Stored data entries
┌────────

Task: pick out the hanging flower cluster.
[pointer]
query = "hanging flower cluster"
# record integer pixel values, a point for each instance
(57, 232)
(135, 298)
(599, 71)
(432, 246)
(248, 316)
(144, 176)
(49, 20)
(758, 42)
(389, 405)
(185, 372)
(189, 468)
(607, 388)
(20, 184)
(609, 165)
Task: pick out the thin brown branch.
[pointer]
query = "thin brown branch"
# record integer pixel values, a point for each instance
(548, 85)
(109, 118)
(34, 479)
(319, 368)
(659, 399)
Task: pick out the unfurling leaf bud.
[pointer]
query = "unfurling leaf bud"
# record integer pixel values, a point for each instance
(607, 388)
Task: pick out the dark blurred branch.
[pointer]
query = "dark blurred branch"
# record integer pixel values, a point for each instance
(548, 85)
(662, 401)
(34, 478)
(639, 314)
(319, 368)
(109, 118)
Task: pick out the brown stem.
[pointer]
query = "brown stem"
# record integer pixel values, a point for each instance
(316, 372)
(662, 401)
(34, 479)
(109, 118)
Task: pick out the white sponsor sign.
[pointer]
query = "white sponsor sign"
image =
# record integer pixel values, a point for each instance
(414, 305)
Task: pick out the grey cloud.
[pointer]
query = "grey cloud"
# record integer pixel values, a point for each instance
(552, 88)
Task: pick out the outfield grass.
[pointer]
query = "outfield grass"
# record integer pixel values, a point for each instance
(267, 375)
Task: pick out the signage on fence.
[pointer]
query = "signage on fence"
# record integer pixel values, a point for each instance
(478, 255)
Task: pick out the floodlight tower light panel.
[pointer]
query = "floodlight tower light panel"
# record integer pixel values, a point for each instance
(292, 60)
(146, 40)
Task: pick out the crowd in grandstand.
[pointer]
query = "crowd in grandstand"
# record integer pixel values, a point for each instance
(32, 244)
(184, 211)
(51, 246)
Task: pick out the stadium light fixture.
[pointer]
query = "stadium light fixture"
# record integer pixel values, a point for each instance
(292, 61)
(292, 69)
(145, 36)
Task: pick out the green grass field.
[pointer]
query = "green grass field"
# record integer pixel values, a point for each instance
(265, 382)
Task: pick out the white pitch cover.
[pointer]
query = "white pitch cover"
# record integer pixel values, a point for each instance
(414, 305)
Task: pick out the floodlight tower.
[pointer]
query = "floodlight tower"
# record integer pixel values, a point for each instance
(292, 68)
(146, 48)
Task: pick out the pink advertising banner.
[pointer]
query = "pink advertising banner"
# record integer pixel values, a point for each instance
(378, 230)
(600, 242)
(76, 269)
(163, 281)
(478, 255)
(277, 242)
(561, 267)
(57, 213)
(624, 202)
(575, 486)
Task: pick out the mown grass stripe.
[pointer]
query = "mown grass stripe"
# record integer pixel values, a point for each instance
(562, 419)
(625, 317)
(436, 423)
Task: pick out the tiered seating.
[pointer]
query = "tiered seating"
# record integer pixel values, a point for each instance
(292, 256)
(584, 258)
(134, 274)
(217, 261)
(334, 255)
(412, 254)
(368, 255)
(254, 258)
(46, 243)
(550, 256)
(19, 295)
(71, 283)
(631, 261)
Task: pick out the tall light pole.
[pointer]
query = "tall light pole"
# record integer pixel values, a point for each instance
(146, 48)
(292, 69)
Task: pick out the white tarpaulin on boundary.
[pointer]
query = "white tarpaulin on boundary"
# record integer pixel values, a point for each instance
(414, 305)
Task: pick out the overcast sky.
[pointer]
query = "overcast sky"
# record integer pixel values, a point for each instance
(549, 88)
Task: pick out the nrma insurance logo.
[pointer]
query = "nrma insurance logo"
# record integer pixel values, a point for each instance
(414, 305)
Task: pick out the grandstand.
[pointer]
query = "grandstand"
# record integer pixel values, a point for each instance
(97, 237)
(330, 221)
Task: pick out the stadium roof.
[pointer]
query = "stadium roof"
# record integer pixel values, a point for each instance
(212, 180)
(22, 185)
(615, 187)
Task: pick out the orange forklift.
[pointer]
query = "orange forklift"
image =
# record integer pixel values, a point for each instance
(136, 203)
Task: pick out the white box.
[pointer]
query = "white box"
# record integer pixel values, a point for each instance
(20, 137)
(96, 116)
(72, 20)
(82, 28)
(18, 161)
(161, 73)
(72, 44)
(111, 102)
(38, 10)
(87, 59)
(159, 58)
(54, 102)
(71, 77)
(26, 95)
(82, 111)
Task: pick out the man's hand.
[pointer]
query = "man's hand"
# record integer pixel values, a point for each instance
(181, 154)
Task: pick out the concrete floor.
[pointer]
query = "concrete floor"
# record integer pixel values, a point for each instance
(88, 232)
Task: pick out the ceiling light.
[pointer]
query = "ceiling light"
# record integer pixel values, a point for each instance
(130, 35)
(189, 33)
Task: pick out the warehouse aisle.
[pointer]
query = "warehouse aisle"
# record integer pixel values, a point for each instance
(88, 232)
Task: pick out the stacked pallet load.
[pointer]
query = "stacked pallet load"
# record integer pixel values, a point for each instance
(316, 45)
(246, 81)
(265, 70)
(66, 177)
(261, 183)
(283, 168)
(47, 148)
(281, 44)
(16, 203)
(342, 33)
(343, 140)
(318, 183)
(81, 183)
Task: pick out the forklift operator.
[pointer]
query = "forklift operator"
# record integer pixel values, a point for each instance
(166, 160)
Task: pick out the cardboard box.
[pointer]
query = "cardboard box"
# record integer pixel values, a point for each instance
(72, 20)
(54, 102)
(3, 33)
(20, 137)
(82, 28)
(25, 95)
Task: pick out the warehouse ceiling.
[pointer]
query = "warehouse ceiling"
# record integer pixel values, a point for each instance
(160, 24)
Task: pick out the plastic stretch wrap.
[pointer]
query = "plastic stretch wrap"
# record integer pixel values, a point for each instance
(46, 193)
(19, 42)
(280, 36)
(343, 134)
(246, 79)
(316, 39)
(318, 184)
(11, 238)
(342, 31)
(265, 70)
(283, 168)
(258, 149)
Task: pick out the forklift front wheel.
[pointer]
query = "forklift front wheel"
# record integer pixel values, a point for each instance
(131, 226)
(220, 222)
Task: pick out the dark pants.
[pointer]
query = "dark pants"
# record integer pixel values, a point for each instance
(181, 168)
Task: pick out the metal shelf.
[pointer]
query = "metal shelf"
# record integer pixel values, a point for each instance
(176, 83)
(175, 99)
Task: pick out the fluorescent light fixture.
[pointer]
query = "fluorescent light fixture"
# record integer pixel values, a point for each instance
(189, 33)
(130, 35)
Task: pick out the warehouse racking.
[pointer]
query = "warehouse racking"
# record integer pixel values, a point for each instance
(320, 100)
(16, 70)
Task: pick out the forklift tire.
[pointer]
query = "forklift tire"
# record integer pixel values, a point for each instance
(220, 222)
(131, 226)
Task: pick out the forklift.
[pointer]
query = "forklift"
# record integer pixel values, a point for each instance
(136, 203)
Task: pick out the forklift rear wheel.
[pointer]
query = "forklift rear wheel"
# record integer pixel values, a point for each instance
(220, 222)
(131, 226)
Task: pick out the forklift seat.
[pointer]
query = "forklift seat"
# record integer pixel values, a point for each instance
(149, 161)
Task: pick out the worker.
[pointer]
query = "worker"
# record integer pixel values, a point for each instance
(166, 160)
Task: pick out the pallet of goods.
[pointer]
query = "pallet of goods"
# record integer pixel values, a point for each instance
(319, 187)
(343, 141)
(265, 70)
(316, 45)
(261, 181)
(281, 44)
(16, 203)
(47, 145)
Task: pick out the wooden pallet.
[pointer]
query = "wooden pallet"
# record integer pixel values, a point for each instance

└────────

- PROBLEM REQUIREMENTS -
Copy out each line of the records where the word "fence" appears.

- ANSWER TO THE PROBLEM -
Task: pick out the signage on fence.
query = "signage on fence"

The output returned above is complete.